▸ Exercise requirements
Repeat the data below exactly, dropping any pictures it holds.

▸ Dataset extract
-*-

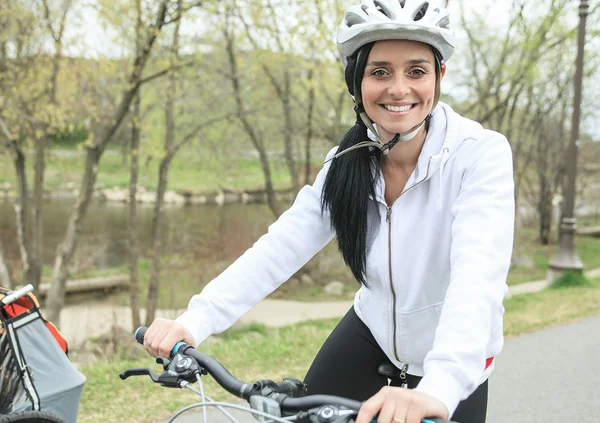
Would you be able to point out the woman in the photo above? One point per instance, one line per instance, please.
(421, 202)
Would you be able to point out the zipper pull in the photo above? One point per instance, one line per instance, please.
(403, 376)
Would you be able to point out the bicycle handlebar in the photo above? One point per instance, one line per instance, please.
(244, 390)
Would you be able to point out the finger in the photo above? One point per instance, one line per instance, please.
(158, 344)
(400, 410)
(175, 333)
(388, 411)
(415, 412)
(151, 334)
(371, 407)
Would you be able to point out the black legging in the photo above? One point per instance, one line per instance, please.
(347, 365)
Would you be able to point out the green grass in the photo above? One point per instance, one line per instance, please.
(188, 172)
(255, 352)
(527, 245)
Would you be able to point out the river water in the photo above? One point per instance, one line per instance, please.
(203, 232)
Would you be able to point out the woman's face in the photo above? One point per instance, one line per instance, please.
(398, 87)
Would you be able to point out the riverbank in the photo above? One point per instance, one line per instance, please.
(184, 198)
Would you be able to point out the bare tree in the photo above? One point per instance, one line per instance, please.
(257, 142)
(281, 87)
(134, 294)
(94, 152)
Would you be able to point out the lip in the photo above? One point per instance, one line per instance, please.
(398, 105)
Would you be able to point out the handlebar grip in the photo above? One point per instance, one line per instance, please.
(141, 332)
(15, 295)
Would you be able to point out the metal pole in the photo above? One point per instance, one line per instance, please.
(567, 258)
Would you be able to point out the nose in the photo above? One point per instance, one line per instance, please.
(399, 86)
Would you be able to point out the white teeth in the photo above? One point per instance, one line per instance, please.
(398, 108)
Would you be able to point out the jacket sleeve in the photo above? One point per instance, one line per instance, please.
(291, 242)
(482, 241)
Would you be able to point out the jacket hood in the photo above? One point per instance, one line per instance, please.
(447, 131)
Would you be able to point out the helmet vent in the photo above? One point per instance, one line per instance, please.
(421, 12)
(384, 9)
(444, 23)
(353, 19)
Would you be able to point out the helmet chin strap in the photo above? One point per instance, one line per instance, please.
(399, 137)
(385, 147)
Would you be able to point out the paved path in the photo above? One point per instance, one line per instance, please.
(549, 376)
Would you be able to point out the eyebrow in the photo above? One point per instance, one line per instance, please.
(410, 62)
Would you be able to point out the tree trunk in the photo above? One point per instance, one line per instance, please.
(134, 294)
(309, 126)
(289, 133)
(37, 227)
(6, 279)
(134, 290)
(22, 213)
(154, 286)
(66, 249)
(163, 177)
(258, 145)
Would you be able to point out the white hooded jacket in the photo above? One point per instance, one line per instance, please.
(437, 260)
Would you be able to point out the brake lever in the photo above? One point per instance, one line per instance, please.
(139, 372)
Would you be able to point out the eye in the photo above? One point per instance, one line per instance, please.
(379, 72)
(418, 72)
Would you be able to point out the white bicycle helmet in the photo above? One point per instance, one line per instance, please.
(377, 20)
(415, 20)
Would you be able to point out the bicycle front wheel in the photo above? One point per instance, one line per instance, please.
(30, 417)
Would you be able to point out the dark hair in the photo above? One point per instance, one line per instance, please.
(349, 183)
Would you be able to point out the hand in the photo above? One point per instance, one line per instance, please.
(401, 405)
(163, 334)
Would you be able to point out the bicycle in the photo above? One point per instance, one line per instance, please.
(269, 401)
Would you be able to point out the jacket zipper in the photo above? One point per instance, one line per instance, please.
(403, 376)
(388, 219)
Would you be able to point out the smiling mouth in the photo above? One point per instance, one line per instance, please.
(404, 108)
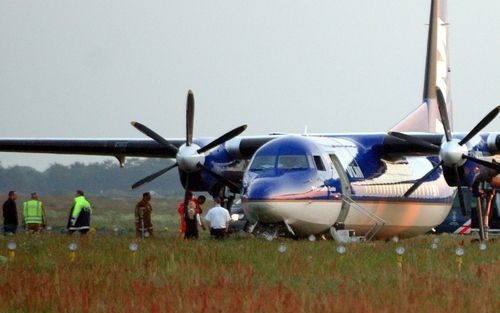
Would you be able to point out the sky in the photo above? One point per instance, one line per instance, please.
(85, 69)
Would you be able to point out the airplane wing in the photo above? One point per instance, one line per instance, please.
(242, 147)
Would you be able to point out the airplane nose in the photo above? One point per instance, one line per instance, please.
(261, 189)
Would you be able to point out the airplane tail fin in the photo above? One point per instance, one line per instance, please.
(426, 117)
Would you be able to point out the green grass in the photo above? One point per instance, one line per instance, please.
(245, 275)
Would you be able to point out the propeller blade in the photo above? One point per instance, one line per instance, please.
(493, 166)
(152, 176)
(421, 180)
(482, 124)
(189, 118)
(156, 137)
(227, 136)
(443, 111)
(463, 208)
(220, 178)
(415, 141)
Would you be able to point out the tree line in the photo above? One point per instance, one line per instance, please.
(100, 178)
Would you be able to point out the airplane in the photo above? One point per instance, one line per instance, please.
(377, 185)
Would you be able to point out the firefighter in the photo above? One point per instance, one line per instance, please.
(79, 217)
(34, 219)
(143, 209)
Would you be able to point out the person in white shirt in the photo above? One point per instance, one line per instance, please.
(218, 217)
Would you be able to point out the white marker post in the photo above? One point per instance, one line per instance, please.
(12, 246)
(72, 247)
(459, 252)
(133, 247)
(400, 251)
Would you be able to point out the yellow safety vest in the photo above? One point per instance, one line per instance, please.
(32, 211)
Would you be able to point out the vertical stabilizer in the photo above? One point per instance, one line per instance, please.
(426, 117)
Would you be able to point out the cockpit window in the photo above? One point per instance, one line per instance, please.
(292, 162)
(319, 163)
(263, 162)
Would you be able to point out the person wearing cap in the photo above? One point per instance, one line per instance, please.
(218, 217)
(34, 219)
(79, 216)
(143, 210)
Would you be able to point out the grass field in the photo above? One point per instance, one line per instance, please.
(243, 274)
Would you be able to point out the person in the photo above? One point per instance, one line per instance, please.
(190, 222)
(33, 214)
(79, 216)
(200, 201)
(143, 210)
(218, 217)
(10, 220)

-*-

▸ Result for this exercise
Would you be able to point out the woman in the photo above? One point per instance, one line per instance, please.
(421, 202)
Would you be able to point out the zipper pull in the photo above? One point per instance, one line per instance, please.
(403, 376)
Would you be able to point out the bicycle handlebar in the photo above? One point per instance, one line per instance, please.
(244, 390)
Would you be able to point out the finger in the photo above? One point per instance, one line per instance, please.
(158, 344)
(400, 410)
(175, 333)
(388, 411)
(415, 412)
(151, 334)
(371, 407)
Would you be able to point out the black legging in the photo above? One point per instance, one line per instance, please.
(347, 365)
Would you be able to point out the green grass in the photo above? One point per instance, one line per instance, please.
(188, 172)
(255, 352)
(527, 245)
Would you be able to point out the river water in the photo above? One point per instance, one line per instance, please.
(203, 232)
Would you be able to point out the woman's face in the photo above? One point per instance, one line per instance, please.
(398, 87)
Would you be able to point out the riverbank in the photo above? One point per instance, one line per instance, please.
(184, 198)
Would you be able to point out the bare tree in the photo above? One point per instance, one line per instance, please.
(257, 142)
(281, 87)
(134, 294)
(94, 152)
Would you be able to point out the lip in the photo above? One point per instance, one line per instance, please.
(398, 105)
Would you be able to point out the handlebar grip in the photo above? One point per instance, one line per instance, please.
(141, 332)
(15, 295)
Would you be able to point out the metal pole in the photo above? One point per instance, one line per instance, please.
(567, 258)
Would you be able to point out the nose in the photo above? One point per instance, one line per instance, please.
(399, 86)
Would you be able to point out the white teeth in the photo above? One point per instance, one line per instance, please.
(398, 108)
Would you be able to point out the jacket sleeve in the photo above? One point per instance, one line per instance, please.
(291, 242)
(482, 241)
Would you be able to point out the jacket hood in the photo above? One point per instance, one line per instance, please.
(447, 131)
Would you be able to point out the helmet vent in the photo above? One point per instance, one line per instance, please.
(421, 12)
(384, 9)
(444, 23)
(353, 19)
Would you be able to point out the helmet chin strap in the photo above? One point per instance, one line per instance, please.
(399, 137)
(385, 147)
Would you be able to point out the paved path in the photo above? One point per instance, one line per instance, please.
(549, 376)
Would you be able to point out the eyebrow in the photo above? One point per instance, one line per instance, please.
(410, 62)
Would you be able to point out the tree trunk in the photo above? One point per instance, one line per instance, please.
(134, 294)
(309, 126)
(289, 133)
(37, 227)
(6, 279)
(134, 290)
(22, 213)
(154, 286)
(66, 249)
(163, 177)
(258, 145)
Would you be able to point out the white hooded jacket in the photo above? One point per instance, one line per instance, please.
(437, 260)
Would you be able to point out the brake lever in the photo above? One point per instance, one line per instance, please.
(139, 372)
Would you be able to point out the eye in the photo above? One point per instance, one line per instance, please.
(379, 72)
(418, 72)
Would you be able to point out the white bicycle helmet in the photo above? One point per instance, one line per instance, please.
(377, 20)
(415, 20)
Would you be able to point out the bicycle front wheel in the photo above? One point per instance, one line per instance, please.
(30, 417)
Would you be able to point out the dark hair in the photo above? One point per instance, one line per instance, please.
(349, 183)
Would you be able to point out the hand in the photo above? One point per instance, one line per instance, please.
(401, 405)
(163, 334)
Would you be able to point out the bicycle in the photo above? One point per instance, one line per instance, please.
(269, 401)
Would you be able to point out the jacket zipper in the photo above? One point per instance, one line per instance, please.
(403, 376)
(388, 219)
Would you be able to point out the smiling mouth in the photo above? One point per instance, one line per instance, please.
(404, 108)
Would you be able to point out the sky in the photo above? One point per instance, one line per instance, please.
(85, 69)
Would you be able to point out the airplane wing in the photo above? One point per instance, one line per instance, please.
(242, 147)
Would you be able to point out the airplane nose in the photo above? One point per instance, one line per instance, please.
(261, 189)
Would you be able to point out the airplane tail fin in the photo above? One point per instance, one line per instance, please.
(426, 117)
Would you be able to point out the green grass in the photo above? One point per instance, one line per instance, please.
(245, 275)
Would you be able to point out the propeller blade in the photo above? One point per instance, one line per instance, please.
(493, 166)
(152, 176)
(421, 180)
(482, 124)
(189, 118)
(156, 137)
(227, 136)
(443, 111)
(463, 208)
(220, 178)
(415, 141)
Would you be able to point out the tree line in the photo above? One point per instance, one line per instance, please.
(100, 178)
Would you be able to point out the airplane in the photo above? One point per instance, one line per instance, please.
(377, 185)
Would you be able to point out the firefighter in the photo above? One point per instance, one line per instance, please.
(79, 217)
(34, 219)
(143, 209)
Would you be able to point out the person in white shirt in the photo above? One point per instance, one line per instance, please.
(218, 217)
Would you be able to point out the white marker post in the photo above? One point per instance, one line per instance, please.
(12, 246)
(72, 247)
(459, 252)
(133, 247)
(400, 251)
Would you be able to point out the yellow safety vest in the photo above? One point per instance, one line per instance, please.
(32, 211)
Would you be able to point out the vertical stabilizer in the photo above? One point per instance, one line per instance, please.
(426, 117)
Would you be able to point out the cockpit window in the photo above? One point per instance, one line per instance, please.
(292, 162)
(319, 163)
(263, 162)
Would you be able to point out the person wearing cap in the photo above? One point per instance, one line per instance, please.
(218, 217)
(34, 219)
(79, 216)
(143, 210)
Would you be able to point out the grass field in the photo above? One point per instance, one line per instance, please.
(243, 274)
Would you be able to point out the person in the photo above? One point per instance, one line per instance, please.
(190, 222)
(33, 214)
(79, 216)
(200, 201)
(143, 210)
(218, 217)
(10, 220)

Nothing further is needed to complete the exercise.